-- Start Reading passage --

You’ve had the most publicized success with video game companies. Are video game brands uniquely suited to benefit from the Ayzenberg approach?
Younger: Brands and categories that we find achieve the highest form of return on earned media investments are those that have a story to tell, and can provide a layer of entertainment and information to the consumer that allows them to have a relationship, to almost feel like they’re part of the journey. Those that get out from behind that it’s just benefits and features and products or services and get into the relevancy of what’s going on in consumers’ lives today, have a great opportunity [to build] a campaign that can maximize that relationship.
Ward: It does lend itself more to companies in high-involvement categories, from coffee to cars to video games. It can be more of a challenge for companies in low-involvement categories. Let’s take energy for example. But even if you’re in a low-involvement category, if you can create a good story around a brand and not just be focused on the product, and that story’s authentic, it can still be very effective.

-- End Reading passage --

■ Exercise 1:
Please output the entries as a numbered list, starting at the line that contains "Highlight red balloon" and stopping after the last line of the entries, with blank lines left out.
The interview and the entries that follow it have no connection to each other.

-- Start Stored records --

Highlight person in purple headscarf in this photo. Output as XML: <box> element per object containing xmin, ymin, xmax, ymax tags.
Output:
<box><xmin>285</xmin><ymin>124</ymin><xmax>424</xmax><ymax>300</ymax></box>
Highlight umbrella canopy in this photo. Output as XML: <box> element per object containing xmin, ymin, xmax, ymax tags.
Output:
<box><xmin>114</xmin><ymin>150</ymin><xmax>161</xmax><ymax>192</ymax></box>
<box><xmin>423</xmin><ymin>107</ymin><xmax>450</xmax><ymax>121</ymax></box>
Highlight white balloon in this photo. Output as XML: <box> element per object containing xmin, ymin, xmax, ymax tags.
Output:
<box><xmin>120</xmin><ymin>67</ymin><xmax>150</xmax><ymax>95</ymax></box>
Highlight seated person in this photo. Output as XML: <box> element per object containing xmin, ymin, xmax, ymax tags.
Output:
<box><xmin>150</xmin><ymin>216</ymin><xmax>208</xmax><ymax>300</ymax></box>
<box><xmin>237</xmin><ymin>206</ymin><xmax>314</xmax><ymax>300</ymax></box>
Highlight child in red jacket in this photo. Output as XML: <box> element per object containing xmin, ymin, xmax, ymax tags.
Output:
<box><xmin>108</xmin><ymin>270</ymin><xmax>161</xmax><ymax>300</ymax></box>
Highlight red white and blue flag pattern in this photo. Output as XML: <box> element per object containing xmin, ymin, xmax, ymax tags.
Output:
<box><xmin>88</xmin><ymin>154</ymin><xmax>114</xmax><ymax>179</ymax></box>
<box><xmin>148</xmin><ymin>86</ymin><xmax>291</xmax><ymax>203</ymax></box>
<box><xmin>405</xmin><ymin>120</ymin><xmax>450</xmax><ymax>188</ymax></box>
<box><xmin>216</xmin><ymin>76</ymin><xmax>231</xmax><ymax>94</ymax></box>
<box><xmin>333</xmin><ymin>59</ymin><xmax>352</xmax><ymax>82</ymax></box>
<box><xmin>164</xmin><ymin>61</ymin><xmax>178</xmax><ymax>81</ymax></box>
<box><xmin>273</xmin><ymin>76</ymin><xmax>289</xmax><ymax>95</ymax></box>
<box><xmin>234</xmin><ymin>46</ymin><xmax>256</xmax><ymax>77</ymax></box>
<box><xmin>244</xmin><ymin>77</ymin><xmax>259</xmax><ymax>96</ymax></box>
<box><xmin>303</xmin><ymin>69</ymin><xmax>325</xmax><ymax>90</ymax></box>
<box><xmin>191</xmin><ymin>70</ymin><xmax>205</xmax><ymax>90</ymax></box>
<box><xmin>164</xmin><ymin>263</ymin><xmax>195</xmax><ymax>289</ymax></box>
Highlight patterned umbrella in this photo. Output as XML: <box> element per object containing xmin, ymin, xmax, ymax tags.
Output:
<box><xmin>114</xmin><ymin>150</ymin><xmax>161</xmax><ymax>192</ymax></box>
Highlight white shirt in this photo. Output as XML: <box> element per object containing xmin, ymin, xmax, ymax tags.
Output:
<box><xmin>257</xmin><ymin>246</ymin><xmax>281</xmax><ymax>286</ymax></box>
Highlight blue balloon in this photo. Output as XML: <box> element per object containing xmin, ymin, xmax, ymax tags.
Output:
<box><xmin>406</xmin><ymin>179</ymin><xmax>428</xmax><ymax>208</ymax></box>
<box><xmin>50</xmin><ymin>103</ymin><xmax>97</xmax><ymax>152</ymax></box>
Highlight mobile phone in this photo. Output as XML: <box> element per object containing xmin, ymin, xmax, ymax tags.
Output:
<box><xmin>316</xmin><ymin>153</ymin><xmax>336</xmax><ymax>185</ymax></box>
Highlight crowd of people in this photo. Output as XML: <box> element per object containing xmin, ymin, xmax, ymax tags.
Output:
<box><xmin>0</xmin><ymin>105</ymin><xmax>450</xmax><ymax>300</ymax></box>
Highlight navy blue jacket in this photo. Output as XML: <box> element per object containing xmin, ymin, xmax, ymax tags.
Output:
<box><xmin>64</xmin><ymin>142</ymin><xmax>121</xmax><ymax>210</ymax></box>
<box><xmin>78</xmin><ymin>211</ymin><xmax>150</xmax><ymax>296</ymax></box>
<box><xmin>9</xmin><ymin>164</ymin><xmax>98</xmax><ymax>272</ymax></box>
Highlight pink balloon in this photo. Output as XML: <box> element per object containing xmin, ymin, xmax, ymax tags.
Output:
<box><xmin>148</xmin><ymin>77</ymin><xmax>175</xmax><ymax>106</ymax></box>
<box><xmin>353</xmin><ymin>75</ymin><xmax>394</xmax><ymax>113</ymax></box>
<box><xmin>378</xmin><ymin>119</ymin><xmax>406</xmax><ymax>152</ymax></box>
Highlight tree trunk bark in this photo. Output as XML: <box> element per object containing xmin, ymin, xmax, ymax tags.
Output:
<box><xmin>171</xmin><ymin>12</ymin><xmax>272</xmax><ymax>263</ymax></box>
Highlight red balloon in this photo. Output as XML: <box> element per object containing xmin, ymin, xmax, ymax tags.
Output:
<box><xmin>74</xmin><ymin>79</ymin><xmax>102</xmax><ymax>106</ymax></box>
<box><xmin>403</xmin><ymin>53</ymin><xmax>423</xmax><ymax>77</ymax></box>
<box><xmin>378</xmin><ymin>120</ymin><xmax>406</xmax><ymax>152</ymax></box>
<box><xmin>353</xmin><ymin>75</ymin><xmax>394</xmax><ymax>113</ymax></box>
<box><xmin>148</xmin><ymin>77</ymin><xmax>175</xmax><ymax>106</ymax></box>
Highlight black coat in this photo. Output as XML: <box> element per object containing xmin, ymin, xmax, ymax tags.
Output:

-- End Stored records --

■ Exercise 2:
Write what comes next in the marketing interview, starting after its final sentence.

■ Answer 1:
1. Highlight red balloon in this photo. Output as XML: <box> element per object containing xmin, ymin, xmax, ymax tags.
2. Output:
3. <box><xmin>74</xmin><ymin>79</ymin><xmax>102</xmax><ymax>106</ymax></box>
4. <box><xmin>403</xmin><ymin>53</ymin><xmax>423</xmax><ymax>77</ymax></box>
5. <box><xmin>378</xmin><ymin>120</ymin><xmax>406</xmax><ymax>152</ymax></box>
6. <box><xmin>353</xmin><ymin>75</ymin><xmax>394</xmax><ymax>113</ymax></box>
7. <box><xmin>148</xmin><ymin>77</ymin><xmax>175</xmax><ymax>106</ymax></box>
8. Highlight black coat in this photo. Output as XML: <box> element per object containing xmin, ymin, xmax, ymax tags.
9. Output:

■ Answer 2:
Younger: To work, the culture of the organization [has to be] open to try something new, to innovate how they operate the paid media portion, the earned media and the owned media aspects to their business, and allow those verticals to play out horizontally in the journey of these campaigns. It’s a partnership, it’s a great deal of trust. By no means do I want to say to anyone, “take your hands off the wheels, we’re driving from here. We’re really working together.”
The Ayzenberg Group, a full-service brand leadership group in Pasadena, Calif., has been orchestrating successful integrated campaigns for years, reaching the coveted and elusive youth market for such clients as Disney, Activision and Microsoft. The company specializes in combining a brand’s earned media, paid media and owned media to create what it calls the “earned media multiplier,” wherein these three elements converge to break through the clutter.